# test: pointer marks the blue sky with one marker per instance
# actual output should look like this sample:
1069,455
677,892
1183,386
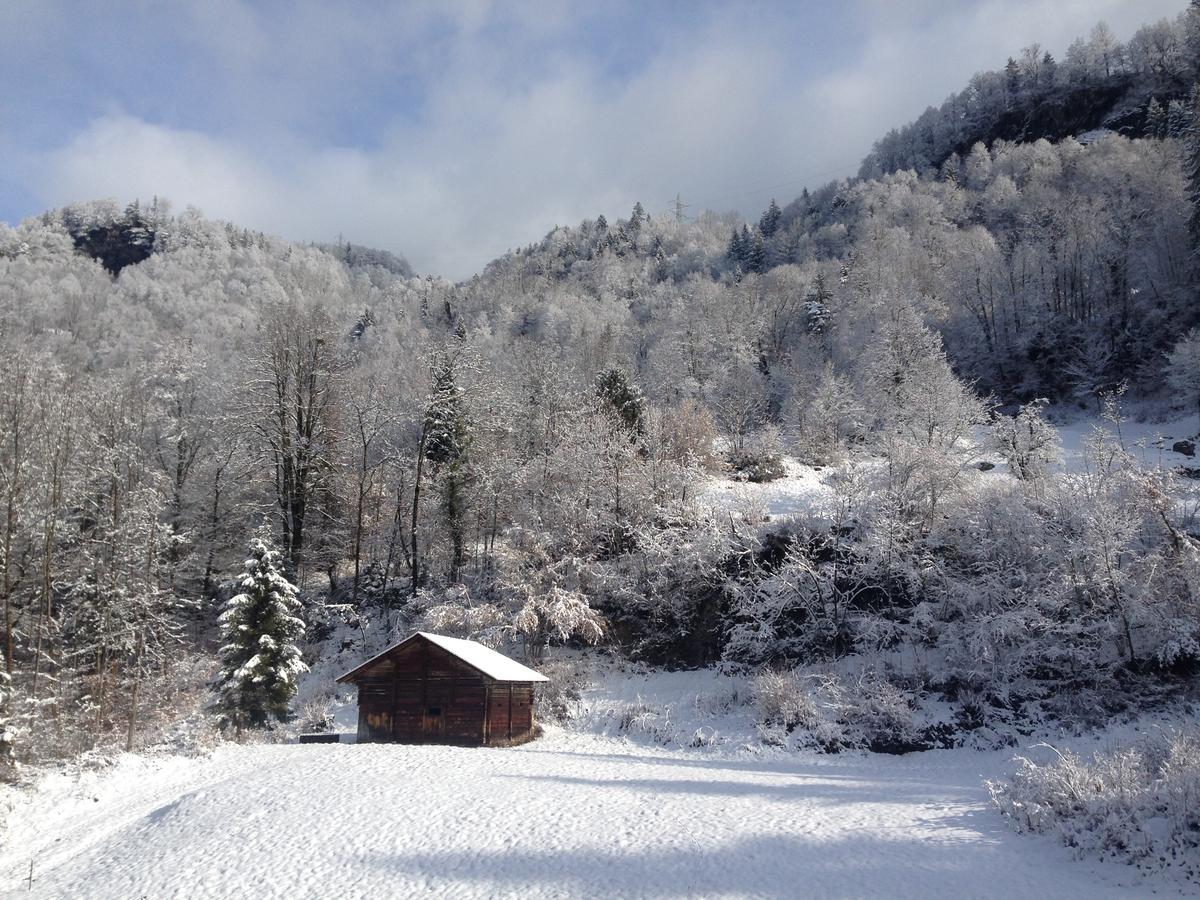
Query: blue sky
453,131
··········
*WRITTEN REQUEST*
Reproduce all of the entries above line for line, omitting the pictures.

*OUTPUT OF THE TASK*
# test: pointer marks the blue sky with one marker per instance
# actual output should look like this sample:
1069,455
677,892
1183,386
Query: blue sky
453,131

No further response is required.